The operating results of ROB Cemtrex GmbH from October 31, 2013 to March 31, 2014 are included in the accompanying Consolidated Statement of Operations. The Consolidated Balance Sheet as of March 31, 2014 reflects the acquisition of ROB Cemtrex GmbH, effective October 31, 2013. The acquisition date fair value of the total consideration transferred was $6.27 million, which consisted of the following:

 

Loan from bank   3,133,286 
Loan from related party   3,136,887 
Total Purchase Price  $6,270,173 

 

In accordance with Accounting Standards Codification ("ASC") 805, Business Combinations ("ASC 805"), the total purchase consideration is allocated to the net tangible and identifiable intangible assets acquired and liabilities assumed based on their estimated fair values as of October 31, 2013 (the acquisition date). The purchase price was allocated based on the information currently available, and may be adjusted after obtaining more information regarding, among other things, asset valuations, liabilities assumed, and revisions of preliminary estimates.

 

The following table summarizes the estimated fair values of the assets acquired and liabilities assumed at the acquisition date:

 

Inventories  $4,941,350 
Property and Equipment   654,395 
Goodwill   661,073 
Other long-term assets   13,355 
Net assets acquired  $6,270,173 

 

The amounts of revenue and net income of ROB Cemtrex GmbH included in the Company’s Consolidated Statement of Operations for the six months ended March 31, 2014 was $1,3992,960 and $309,953, respectively and $7,540,143 and $15,837 for the three month ended March 31, 2014, respectively. Intercompany interest expense of $55,092 and $0 was eliminated during the six and three month period ending March 31, 2014, respectively.

Dataset entries:

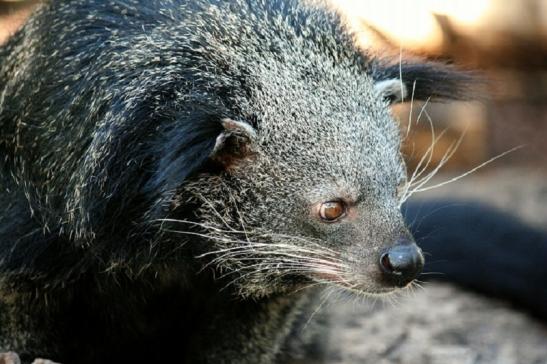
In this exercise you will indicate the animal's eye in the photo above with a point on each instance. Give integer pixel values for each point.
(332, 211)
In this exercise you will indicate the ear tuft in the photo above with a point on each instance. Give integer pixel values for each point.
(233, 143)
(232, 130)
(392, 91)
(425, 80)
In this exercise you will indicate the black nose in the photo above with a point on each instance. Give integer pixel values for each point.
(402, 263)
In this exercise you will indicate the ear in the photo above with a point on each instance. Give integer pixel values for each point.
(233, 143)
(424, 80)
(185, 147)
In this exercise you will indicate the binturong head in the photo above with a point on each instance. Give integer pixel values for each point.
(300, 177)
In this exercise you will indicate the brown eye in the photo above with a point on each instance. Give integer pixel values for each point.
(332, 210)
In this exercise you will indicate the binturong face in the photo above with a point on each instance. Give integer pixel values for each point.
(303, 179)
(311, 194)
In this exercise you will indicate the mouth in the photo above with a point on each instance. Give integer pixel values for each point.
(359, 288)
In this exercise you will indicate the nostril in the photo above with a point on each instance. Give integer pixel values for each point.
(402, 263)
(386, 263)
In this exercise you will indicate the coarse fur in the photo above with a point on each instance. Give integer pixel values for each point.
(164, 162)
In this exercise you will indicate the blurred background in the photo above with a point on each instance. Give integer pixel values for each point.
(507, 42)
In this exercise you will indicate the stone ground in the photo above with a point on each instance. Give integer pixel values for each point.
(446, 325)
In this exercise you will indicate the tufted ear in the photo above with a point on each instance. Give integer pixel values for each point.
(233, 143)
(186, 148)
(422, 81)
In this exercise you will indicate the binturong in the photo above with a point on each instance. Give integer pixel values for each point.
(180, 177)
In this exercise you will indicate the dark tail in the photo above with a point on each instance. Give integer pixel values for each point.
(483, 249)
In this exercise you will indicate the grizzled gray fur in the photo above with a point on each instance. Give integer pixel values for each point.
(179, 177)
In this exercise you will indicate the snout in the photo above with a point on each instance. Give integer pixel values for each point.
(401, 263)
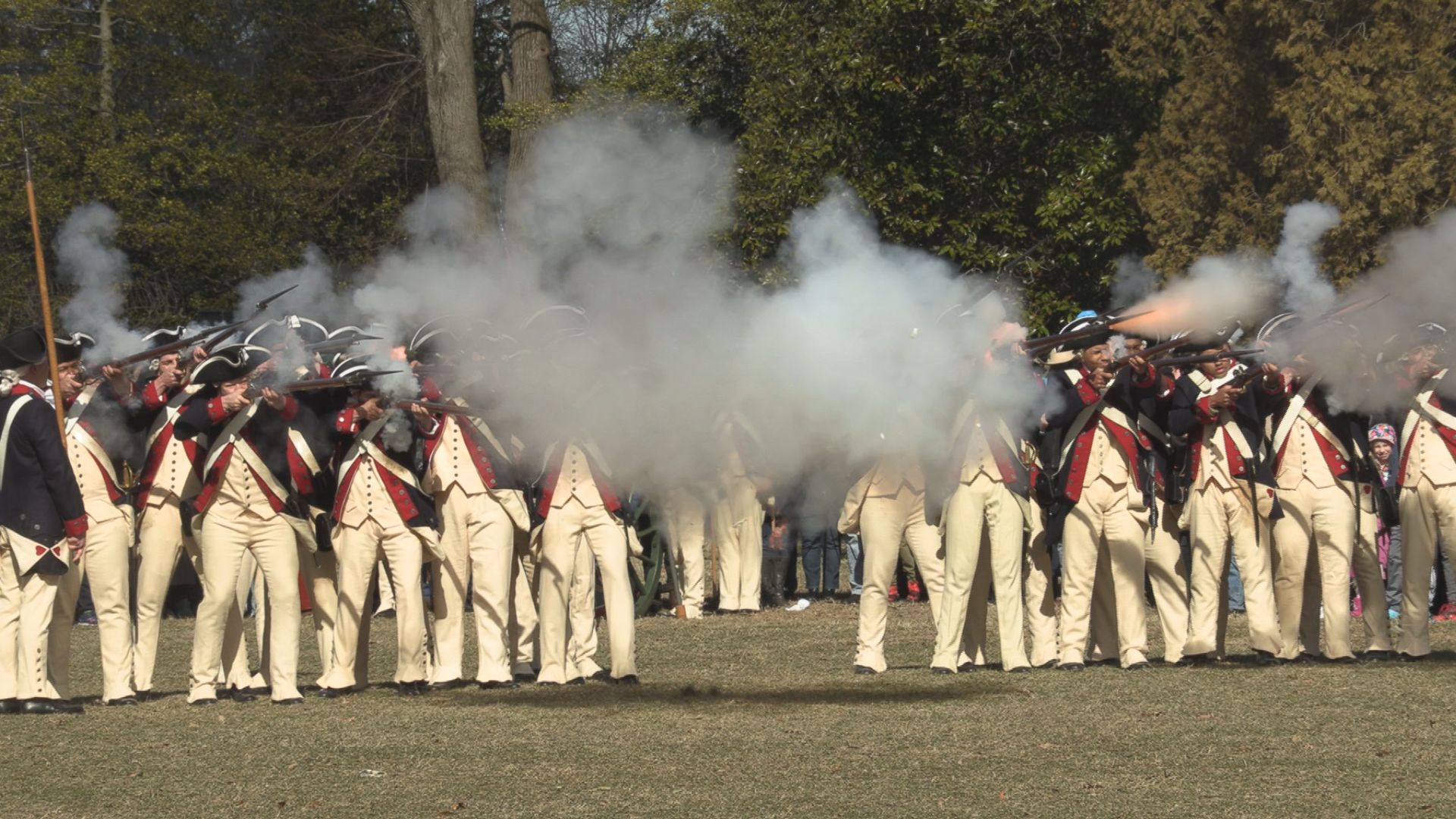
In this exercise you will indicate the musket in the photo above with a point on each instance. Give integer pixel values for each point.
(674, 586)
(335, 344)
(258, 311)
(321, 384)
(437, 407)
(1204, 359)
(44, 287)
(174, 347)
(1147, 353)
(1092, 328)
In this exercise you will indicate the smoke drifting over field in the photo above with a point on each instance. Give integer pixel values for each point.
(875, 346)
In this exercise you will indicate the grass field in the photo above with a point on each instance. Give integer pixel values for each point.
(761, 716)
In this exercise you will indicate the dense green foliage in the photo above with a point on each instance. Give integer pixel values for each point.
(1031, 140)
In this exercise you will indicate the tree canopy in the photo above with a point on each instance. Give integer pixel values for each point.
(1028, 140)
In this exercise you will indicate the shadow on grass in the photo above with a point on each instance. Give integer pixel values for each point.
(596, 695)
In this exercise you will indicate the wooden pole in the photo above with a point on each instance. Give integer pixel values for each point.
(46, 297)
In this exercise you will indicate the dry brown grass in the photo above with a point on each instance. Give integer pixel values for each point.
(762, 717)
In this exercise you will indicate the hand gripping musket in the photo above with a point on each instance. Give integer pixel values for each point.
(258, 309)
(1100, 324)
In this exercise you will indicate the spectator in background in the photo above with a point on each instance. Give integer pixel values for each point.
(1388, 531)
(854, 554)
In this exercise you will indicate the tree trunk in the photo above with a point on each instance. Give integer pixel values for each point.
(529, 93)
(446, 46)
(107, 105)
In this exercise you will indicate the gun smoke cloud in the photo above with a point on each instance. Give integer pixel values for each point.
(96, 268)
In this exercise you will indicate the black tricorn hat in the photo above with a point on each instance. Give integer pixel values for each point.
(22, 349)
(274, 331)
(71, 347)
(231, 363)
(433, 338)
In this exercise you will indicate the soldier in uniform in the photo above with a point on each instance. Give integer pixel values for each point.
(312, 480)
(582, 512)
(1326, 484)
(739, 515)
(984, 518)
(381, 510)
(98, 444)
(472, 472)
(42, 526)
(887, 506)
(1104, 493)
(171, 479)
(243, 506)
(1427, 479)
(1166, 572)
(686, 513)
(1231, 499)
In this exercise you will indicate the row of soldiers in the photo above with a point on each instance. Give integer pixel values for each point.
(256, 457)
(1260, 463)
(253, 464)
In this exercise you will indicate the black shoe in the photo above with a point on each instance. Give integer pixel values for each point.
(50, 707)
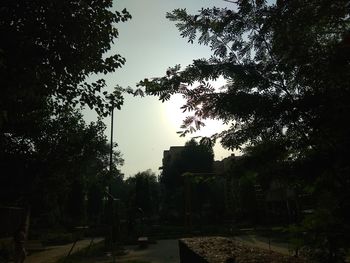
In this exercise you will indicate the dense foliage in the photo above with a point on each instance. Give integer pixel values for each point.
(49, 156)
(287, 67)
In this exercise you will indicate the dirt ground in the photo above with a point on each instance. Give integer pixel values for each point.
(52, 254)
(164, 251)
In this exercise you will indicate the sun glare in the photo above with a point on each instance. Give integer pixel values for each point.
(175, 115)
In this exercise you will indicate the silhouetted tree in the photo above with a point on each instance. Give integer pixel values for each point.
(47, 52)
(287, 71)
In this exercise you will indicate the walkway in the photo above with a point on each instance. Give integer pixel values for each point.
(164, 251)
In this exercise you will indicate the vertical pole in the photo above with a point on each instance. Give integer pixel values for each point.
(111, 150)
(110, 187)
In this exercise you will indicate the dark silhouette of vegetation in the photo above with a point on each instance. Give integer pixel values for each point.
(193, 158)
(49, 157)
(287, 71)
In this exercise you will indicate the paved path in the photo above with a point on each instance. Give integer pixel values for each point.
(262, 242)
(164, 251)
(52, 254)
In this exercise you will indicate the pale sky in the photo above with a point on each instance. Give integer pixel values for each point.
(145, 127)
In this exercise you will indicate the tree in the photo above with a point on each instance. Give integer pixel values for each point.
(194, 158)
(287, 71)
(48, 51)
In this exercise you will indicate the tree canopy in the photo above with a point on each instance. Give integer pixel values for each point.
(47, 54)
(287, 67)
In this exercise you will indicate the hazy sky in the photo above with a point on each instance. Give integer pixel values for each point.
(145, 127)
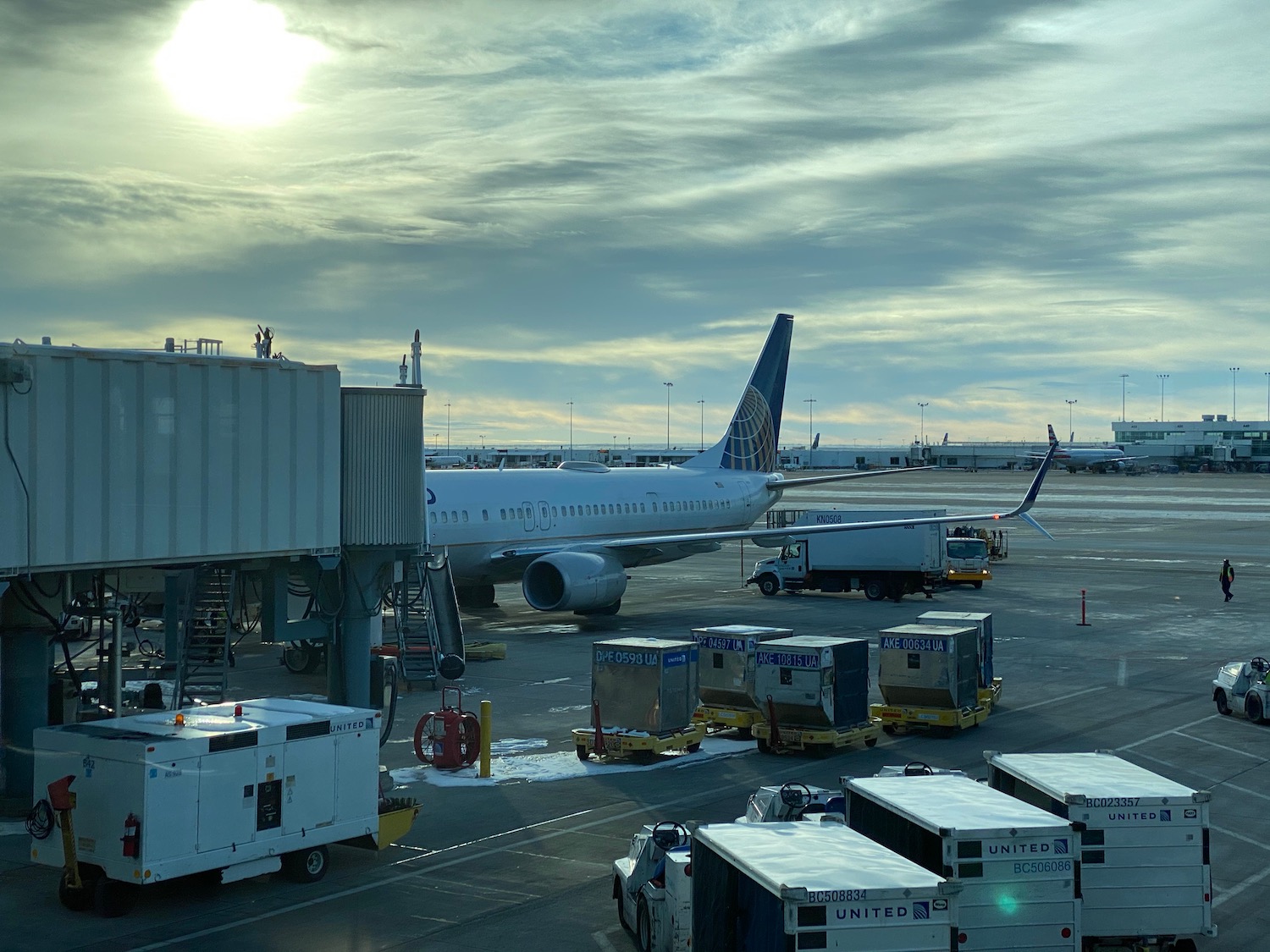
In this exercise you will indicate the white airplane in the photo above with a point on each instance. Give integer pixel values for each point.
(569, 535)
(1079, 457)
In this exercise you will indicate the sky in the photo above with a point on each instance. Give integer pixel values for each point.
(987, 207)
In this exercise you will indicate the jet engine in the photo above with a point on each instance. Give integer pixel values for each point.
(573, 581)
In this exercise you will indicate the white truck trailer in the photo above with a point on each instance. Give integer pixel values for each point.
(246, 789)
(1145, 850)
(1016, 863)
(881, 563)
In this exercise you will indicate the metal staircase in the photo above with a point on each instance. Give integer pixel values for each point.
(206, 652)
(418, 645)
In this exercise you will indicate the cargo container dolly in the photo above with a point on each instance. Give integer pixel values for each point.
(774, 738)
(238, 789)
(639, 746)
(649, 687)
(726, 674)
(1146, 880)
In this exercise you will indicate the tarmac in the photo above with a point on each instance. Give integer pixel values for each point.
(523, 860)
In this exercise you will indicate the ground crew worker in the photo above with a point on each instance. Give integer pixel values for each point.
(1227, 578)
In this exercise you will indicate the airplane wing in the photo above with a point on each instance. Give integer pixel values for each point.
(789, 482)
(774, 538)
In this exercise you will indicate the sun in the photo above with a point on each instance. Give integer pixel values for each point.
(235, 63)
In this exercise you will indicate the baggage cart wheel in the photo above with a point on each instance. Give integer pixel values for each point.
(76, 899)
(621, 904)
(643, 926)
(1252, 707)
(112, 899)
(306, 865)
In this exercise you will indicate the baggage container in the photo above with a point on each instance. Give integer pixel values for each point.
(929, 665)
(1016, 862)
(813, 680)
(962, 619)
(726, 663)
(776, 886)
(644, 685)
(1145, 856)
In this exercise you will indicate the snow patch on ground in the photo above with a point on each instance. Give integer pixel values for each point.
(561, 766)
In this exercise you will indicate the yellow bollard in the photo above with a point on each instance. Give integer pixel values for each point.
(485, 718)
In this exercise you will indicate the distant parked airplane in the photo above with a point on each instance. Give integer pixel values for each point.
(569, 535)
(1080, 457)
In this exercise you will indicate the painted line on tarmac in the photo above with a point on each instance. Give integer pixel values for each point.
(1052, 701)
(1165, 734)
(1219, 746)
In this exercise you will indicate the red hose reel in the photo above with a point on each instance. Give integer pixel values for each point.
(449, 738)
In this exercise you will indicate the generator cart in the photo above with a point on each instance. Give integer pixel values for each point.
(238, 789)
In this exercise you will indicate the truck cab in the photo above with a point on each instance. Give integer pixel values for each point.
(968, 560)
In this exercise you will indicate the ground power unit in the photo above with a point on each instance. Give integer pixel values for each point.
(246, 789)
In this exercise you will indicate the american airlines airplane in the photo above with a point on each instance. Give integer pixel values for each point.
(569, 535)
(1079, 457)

Exercise set:
**1)** Decide whether each statement agrees with the ROB Cemtrex GmbH acquisition text. Answer yes or no for each, and quote the deciding words exactly.
(a) The acquisition of ROB Cemtrex GmbH took effect on October 31, 2013.
(b) The allocation of the purchase price is final and will not change.
(c) Part of the consideration transferred was a loan from a related party.
**2)** Pick up the ROB Cemtrex GmbH acquisition text after its last sentence and keep writing it.
The records were taken from a different source.

Response list:
**1)**
(a) Yes: "reflects the acquisition of ROB Cemtrex GmbH, effective October 31, 2013"
(b) No: "may be adjusted after obtaining more information"
(c) Yes: "Loan from related party"

**2)**
 

9
 

 

Cemtrex, Inc. and Subsidiaries

 

 

The following unaudited supplemental proforma information presents the financial results of ROB group of companies as if the acquisition of ROB Cemtrex GmbH occurred on October 1, 2012:

 

   For the three months ended   For the six months ended 
   March, 31   March, 31 
   2014   2013   2014   2013 
Revenue  $11,548,572   $11,593,324   $20,512,952   $21,793,687 
                     
Net income (loss)   769,615   $(2,846,155)   1,186,167   $(3,401,002)
                     
Basic and diluted earnings (loss) per share  $0.02   $(0.07)  $0.03   $(0.08)

 

NOTE 8 – RELATED PARTY TRANSACTIONS

 

The Company had sales to Ducon Technologies, Inc., a related party, totaling $0 and $554,575 for the three months ended March 31, 2014 and 2013, respectively and $319,053 and $4,859,332 for the six months ended March 31, 2014 and 2013, respectively. The accounts receivable from Ducon Technologies, Inc. totaled $0 at March 31, 2014 and $1,300,832 at March 31, 2013.

 

The Company has prepaid Ducon Technologies, Inc. a related party in the amount of $0 and $ 340,000 for supplies at March 31, 2014 and March 31, 2013.

 

The company has made investments into Pluto Technologies, Inc. (Pluto) in order to potentially expand its product lines. Pluto is engaged in the business of developing applications for mobile devices and is fully owned and operated by Saagar Govil CEO of Cemtrex, Inc. Notes were issued in the amounts of $80,000 and $274,150 both with terms of 5% per annum, payable in full on October 1, 2015. These notes appear on our Consolidated Balance Sheets under “Due from related parties”.

 

Notes payable to Arun Govil, the Company’s Chairman of the Board, total $1,186,608 and $1,107,484 at March 31, 2014 and September 30, 2013, respectively. These notes are unsecured and carry 5% interest per annum.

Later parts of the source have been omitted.